▶ [Source document]:
— Begin —

All of Old Town has been converted into markets. It's nicely laid out in orderly rows. There's some housing above the stalls. Most markets are themed. For instance, when we first entered Old Town, we walked past a long array of people carving and selling marble statues. A bit later, we found the spice market. And we found many markets devoted to textiles.

I enjoyed Jaipur's markets much more than Old Delhi's or Agra's. Jaipur's were less crowded, probably due to the quantity of space available, and simply generally more pleasant, at least if you can avoid the people constantly asking you to browse their shop. Jaipur shopkeepers were more aggressive than those in most other towns we visited, with the exception of Jodhpur, whose shopkeepers were comparable. By the end of the day, we realized that although the city is certainly more comfortable than Agra to walk in, the distances are much larger, making it advantageous to take rickshaws often.

In addition to being larger than Agra, Jaipur's much more technologically advanced. For instance, we discovered a high-tech shopping mall selling products as advanced as flat-screen televisions and digital cameras to the fraction of Indians who can afford such products.

Anyway, onto the particulars of the day. I took a good number of pictures to document the sights and tastes.

The Morning (Outside Old Town)
We started the day, after being woken by construction at 9:00am, by walking toward the city center. Along the way, we stopped and had a late breakfast. The joint was such a hole-in-the-wall that, had it not been mentioned as acceptable by Lonely Planet, it wouldn't have occurred to us to consider eating there. Inside, we sat upstairs, where they had what they called air conditioning but meant a fan.

Our waiter talked with N for a while, telling his life story. I heard it in translation. Here's some highlights: He grew up in a village and was married at fifteen to an eleven year old. He believes people should get married before they begin flirting. Flirting begets rumors, and rumors in a village are bad because they lead to doubts, and doubts can make it more difficult to arrange or even manage to prevent a marriage.

After breakfast, we stopped in a cybercafe to research our travel options (bus, train, plane) for the rest of the trip, then started exploring Jaipur proper. While walking, we ran into Ali, a rickshaw driver we met the previous night, and chatted with him briefly. We found and looked around the aforementioned electronics shopping street/mall. Then, to fulfill N's and J's needs, we located a coffee shop, Barista, one of the only two coffee shops in the city. (There are two chains of coffee shops in India, both just getting started, and generally no independent ones.) It was clean and cool, a nice escape from the noon heat.

By this point, we were near Old Town. We walked in. Throughout all this walking today, but most especially in this area by the walls, we were offered rickshaw rides. One cycle-rickshaw driver cracked us up by claiming his rickshaw was air-conditioned! (I imagine he simply learned that series of sounds tends to attract tourists.)

Afternoon (Inside Old Town)

— End —

▶ [Dataset content]:

— Begin —

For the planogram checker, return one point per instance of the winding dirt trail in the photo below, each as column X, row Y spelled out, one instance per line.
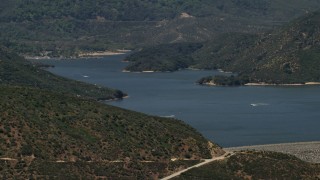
column 206, row 161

— End —

▶ [What this task involves]:
In the Jaipur travel account, what did one cycle-rickshaw driver claim about his rickshaw?

▶ [Correct response]:
He claimed it was air-conditioned.